### Data rows
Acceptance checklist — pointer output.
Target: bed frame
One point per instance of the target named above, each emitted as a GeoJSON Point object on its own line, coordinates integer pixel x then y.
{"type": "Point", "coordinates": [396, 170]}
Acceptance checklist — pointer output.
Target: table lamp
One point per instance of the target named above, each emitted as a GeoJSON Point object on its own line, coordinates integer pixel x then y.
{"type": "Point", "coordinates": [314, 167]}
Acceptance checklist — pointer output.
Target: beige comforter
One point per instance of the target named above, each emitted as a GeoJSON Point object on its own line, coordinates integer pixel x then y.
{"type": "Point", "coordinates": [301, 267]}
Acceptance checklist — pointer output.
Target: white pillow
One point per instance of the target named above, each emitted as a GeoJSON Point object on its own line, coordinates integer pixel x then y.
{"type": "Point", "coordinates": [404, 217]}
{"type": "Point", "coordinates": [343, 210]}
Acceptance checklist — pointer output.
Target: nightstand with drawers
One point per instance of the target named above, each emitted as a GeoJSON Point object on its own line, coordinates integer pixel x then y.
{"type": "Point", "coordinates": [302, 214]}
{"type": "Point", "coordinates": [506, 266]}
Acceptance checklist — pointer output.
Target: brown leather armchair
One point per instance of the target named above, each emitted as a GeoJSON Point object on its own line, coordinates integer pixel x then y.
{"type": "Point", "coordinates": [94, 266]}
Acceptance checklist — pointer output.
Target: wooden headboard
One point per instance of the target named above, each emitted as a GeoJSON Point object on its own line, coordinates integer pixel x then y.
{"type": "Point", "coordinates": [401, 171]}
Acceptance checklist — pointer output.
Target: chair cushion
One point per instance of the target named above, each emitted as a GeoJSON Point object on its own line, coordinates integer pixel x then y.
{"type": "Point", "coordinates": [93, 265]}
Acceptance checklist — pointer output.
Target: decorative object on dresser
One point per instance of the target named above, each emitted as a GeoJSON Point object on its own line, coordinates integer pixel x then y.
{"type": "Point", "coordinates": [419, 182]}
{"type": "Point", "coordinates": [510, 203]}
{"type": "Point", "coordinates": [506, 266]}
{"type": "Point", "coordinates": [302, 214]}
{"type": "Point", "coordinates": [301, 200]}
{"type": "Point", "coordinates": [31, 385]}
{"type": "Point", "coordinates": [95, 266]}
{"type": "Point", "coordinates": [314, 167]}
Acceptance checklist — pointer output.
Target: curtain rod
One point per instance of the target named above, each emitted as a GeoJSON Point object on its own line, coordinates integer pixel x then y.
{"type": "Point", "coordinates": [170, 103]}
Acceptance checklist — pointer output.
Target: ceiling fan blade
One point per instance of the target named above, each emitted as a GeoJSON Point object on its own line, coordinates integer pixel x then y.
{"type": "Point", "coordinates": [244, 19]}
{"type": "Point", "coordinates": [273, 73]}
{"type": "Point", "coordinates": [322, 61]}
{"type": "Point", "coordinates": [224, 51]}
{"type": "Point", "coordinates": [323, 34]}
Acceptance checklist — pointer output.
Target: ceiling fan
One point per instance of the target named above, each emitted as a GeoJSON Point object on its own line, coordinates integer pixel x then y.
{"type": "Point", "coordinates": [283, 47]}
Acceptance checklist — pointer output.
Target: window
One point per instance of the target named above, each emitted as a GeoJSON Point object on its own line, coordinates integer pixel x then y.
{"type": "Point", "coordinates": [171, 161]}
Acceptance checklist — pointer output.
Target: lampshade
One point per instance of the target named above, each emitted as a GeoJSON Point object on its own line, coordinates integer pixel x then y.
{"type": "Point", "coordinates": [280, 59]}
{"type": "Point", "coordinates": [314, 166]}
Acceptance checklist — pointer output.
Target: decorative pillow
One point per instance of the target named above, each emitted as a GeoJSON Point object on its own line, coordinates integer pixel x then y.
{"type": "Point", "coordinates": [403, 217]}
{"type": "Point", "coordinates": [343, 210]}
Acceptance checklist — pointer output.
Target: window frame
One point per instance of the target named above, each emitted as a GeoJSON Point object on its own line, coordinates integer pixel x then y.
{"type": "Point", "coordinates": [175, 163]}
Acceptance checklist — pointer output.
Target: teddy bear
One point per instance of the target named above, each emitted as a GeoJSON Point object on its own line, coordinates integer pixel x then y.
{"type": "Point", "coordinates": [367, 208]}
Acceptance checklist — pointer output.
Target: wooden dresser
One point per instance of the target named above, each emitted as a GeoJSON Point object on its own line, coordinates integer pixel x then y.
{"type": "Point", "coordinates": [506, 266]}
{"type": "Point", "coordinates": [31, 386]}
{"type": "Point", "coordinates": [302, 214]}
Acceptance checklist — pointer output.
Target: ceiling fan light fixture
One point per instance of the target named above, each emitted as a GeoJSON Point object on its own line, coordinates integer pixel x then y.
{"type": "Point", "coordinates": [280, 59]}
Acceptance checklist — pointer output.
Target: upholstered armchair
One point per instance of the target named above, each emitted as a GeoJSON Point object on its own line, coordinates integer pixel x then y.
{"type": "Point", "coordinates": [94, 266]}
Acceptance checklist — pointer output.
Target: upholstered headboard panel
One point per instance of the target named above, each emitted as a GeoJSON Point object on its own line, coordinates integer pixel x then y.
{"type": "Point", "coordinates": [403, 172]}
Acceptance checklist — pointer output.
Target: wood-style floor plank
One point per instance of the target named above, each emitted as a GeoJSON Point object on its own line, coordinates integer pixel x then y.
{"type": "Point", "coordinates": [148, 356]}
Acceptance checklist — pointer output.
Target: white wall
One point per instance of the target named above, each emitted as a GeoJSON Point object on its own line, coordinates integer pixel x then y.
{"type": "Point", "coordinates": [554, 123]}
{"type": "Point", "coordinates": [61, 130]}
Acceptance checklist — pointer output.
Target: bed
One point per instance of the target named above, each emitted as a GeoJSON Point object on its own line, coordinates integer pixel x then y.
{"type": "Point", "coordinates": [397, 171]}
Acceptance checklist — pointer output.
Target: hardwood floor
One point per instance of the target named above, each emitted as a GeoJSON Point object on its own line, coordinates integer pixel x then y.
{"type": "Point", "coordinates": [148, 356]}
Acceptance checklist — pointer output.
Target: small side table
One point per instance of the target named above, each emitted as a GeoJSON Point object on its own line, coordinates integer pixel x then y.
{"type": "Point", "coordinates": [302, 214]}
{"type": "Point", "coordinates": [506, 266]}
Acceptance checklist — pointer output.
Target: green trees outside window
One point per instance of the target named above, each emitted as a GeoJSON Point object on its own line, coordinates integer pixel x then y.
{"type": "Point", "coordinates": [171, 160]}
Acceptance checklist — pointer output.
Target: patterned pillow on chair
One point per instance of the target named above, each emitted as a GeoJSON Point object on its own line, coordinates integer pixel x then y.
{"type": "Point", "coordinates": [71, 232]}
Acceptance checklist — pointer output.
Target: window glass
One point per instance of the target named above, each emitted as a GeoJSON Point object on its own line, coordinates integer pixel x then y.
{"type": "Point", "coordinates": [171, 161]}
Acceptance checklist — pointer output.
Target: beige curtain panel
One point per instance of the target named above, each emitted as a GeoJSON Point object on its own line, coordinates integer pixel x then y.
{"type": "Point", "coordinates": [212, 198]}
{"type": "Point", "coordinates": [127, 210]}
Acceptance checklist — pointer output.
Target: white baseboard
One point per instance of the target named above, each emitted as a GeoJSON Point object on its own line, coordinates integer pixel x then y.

### What the task requires
Write each line above out exactly.

### Task solution
Acceptance checklist — pointer output.
Target: bed frame
One point per instance of the target named above, each emitted as a GeoJSON Point object on its own line, coordinates integer pixel x then y.
{"type": "Point", "coordinates": [396, 170]}
Acceptance checklist — pointer output.
Target: table lamp
One point per instance of the target named above, each emitted as a GeoJSON Point object on its own line, coordinates integer pixel x then y.
{"type": "Point", "coordinates": [314, 167]}
Acceptance checklist — pointer output.
Target: beige comforter
One point per instance of the target named above, each emitted as a GeoJSON Point object on its own line, coordinates integer pixel x then y.
{"type": "Point", "coordinates": [301, 267]}
Acceptance checklist — pointer output.
Target: white pillow
One point per instance of the target named above, each emitted as a GeoJSON Point object on its own line, coordinates integer pixel x then y.
{"type": "Point", "coordinates": [404, 217]}
{"type": "Point", "coordinates": [343, 210]}
Acceptance checklist — pointer output.
Target: nightstand with drawers
One point per instance of the target named above, each emitted as a GeoJSON Point object on its own line, coordinates integer pixel x then y.
{"type": "Point", "coordinates": [302, 214]}
{"type": "Point", "coordinates": [506, 266]}
Acceptance checklist — pointer output.
Target: brown leather armchair
One point per instance of the target named above, each emitted as a GeoJSON Point object on its own line, coordinates integer pixel x then y.
{"type": "Point", "coordinates": [94, 266]}
Acceptance checklist — pointer output.
Target: wooden headboard
One point per instance of the target named above, each emitted as a GeoJSON Point object on its own line, coordinates integer pixel x then y.
{"type": "Point", "coordinates": [401, 171]}
Acceptance checklist — pointer output.
Target: chair cushion
One point per instance of the target named above, each emitted as a GeoJSON Point object on its own line, coordinates integer pixel x then y.
{"type": "Point", "coordinates": [93, 265]}
Acceptance checklist — pointer output.
Target: decorative object on dresser
One point per instance of the target named above, each emitted as a GeoJSON Point object on its own line, coordinates integer pixel x then y.
{"type": "Point", "coordinates": [419, 182]}
{"type": "Point", "coordinates": [510, 203]}
{"type": "Point", "coordinates": [506, 266]}
{"type": "Point", "coordinates": [302, 214]}
{"type": "Point", "coordinates": [301, 200]}
{"type": "Point", "coordinates": [31, 385]}
{"type": "Point", "coordinates": [95, 266]}
{"type": "Point", "coordinates": [314, 167]}
Acceptance checklist — pointer output.
Target: curtain rod
One point per instance of the target named above, each emitted as a GeoJSON Point object on its own line, coordinates integer pixel x then y.
{"type": "Point", "coordinates": [170, 103]}
Acceptance checklist — pointer output.
Target: ceiling fan blade
One point per instance of the target named above, each emitted as a GeoJSON Point object on its own line, coordinates integer pixel x then y.
{"type": "Point", "coordinates": [244, 19]}
{"type": "Point", "coordinates": [273, 73]}
{"type": "Point", "coordinates": [322, 61]}
{"type": "Point", "coordinates": [224, 51]}
{"type": "Point", "coordinates": [323, 34]}
Acceptance checklist — pointer output.
Target: ceiling fan
One point per instance of the target named above, each emitted as a GeoJSON Point object on its own line, coordinates integer pixel x then y.
{"type": "Point", "coordinates": [283, 47]}
Acceptance checklist — pointer output.
Target: window
One point per instance of the target named above, each emitted as a GeoJSON Point object on its own line, coordinates integer pixel x then y.
{"type": "Point", "coordinates": [171, 161]}
Acceptance checklist — pointer output.
Target: lampshade
One point per instance of the target named above, each emitted as a GeoJSON Point object on its own line, coordinates integer pixel x then y.
{"type": "Point", "coordinates": [280, 59]}
{"type": "Point", "coordinates": [314, 166]}
Acceptance checklist — pointer output.
Target: decorative pillow
One point per instance of the target named above, each emitted as a GeoJSON Point object on its own line, coordinates integer pixel x then y.
{"type": "Point", "coordinates": [403, 217]}
{"type": "Point", "coordinates": [343, 210]}
Acceptance checklist — pointer output.
Target: window frame
One point per instance of the target named above, each emitted as a GeoJSON Point object on its own line, coordinates integer pixel x then y.
{"type": "Point", "coordinates": [175, 163]}
Acceptance checklist — pointer output.
Target: teddy bear
One point per instance of the target named above, each emitted as a GeoJSON Point object on its own line, coordinates integer pixel x then y.
{"type": "Point", "coordinates": [367, 208]}
Acceptance checklist — pointer output.
Target: wooden dresser
One point per instance of the target named above, each emitted as a GeoJSON Point object on its own line, coordinates integer pixel x then y.
{"type": "Point", "coordinates": [506, 266]}
{"type": "Point", "coordinates": [31, 386]}
{"type": "Point", "coordinates": [302, 214]}
Acceptance checklist — pointer output.
Target: ceiling fan light fixture
One point per instance of the target named above, each emitted as a GeoJSON Point object on its own line, coordinates integer pixel x then y.
{"type": "Point", "coordinates": [280, 59]}
Acceptance checklist — pointer output.
Target: upholstered armchair
One point per instance of the target named above, each emitted as a GeoJSON Point object on its own line, coordinates integer pixel x then y.
{"type": "Point", "coordinates": [94, 266]}
Acceptance checklist — pointer output.
Target: upholstered headboard panel
One point per instance of the target named above, each emitted as a GeoJSON Point object on its own line, coordinates integer pixel x then y.
{"type": "Point", "coordinates": [403, 172]}
Acceptance checklist — pointer output.
Target: wood-style floor plank
One point per instance of the target named above, each emitted as a GeoJSON Point object on its own line, coordinates integer pixel x then y.
{"type": "Point", "coordinates": [148, 356]}
Acceptance checklist — pointer output.
Target: white wall
One point per instance of the target named above, each emitted as a GeoJSON Point object on its own line, coordinates integer pixel x then y.
{"type": "Point", "coordinates": [554, 123]}
{"type": "Point", "coordinates": [61, 130]}
Acceptance checklist — pointer output.
Target: bed
One point per instance of the target named above, each emitted as a GeoJSON Point object on its own line, coordinates integer pixel x then y.
{"type": "Point", "coordinates": [397, 171]}
Acceptance checklist — pointer output.
Target: hardwood floor
One point per instance of the target named above, each emitted as a GeoJSON Point object on its own line, coordinates integer pixel x then y.
{"type": "Point", "coordinates": [148, 356]}
Acceptance checklist — pointer output.
Target: small side table
One point per instance of the target named above, each emitted as a GeoJSON Point object on its own line, coordinates integer pixel x then y.
{"type": "Point", "coordinates": [302, 214]}
{"type": "Point", "coordinates": [506, 266]}
Acceptance checklist — pointer output.
Target: green trees outside window
One point per instance of the target named above, each emitted as a GeoJSON Point object on its own line, coordinates integer pixel x then y.
{"type": "Point", "coordinates": [171, 160]}
Acceptance checklist — pointer output.
Target: patterned pillow on chair
One point per instance of the target named above, each emitted as a GeoJSON Point object on its own line, coordinates integer pixel x then y.
{"type": "Point", "coordinates": [71, 232]}
Acceptance checklist — pointer output.
Target: window glass
One point per instance of the target named above, each emitted as a GeoJSON Point object on its own line, coordinates integer pixel x then y.
{"type": "Point", "coordinates": [171, 161]}
Acceptance checklist — pointer output.
Target: beige curtain panel
One point per instance of the target named above, each emitted as a GeoJSON Point object on its own line, coordinates integer pixel x then y.
{"type": "Point", "coordinates": [212, 198]}
{"type": "Point", "coordinates": [127, 210]}
Acceptance checklist — pointer output.
Target: white baseboard
One point per instance of the target named above, each emitted as a GeoJSON Point object on its own line, coordinates integer pixel x then y.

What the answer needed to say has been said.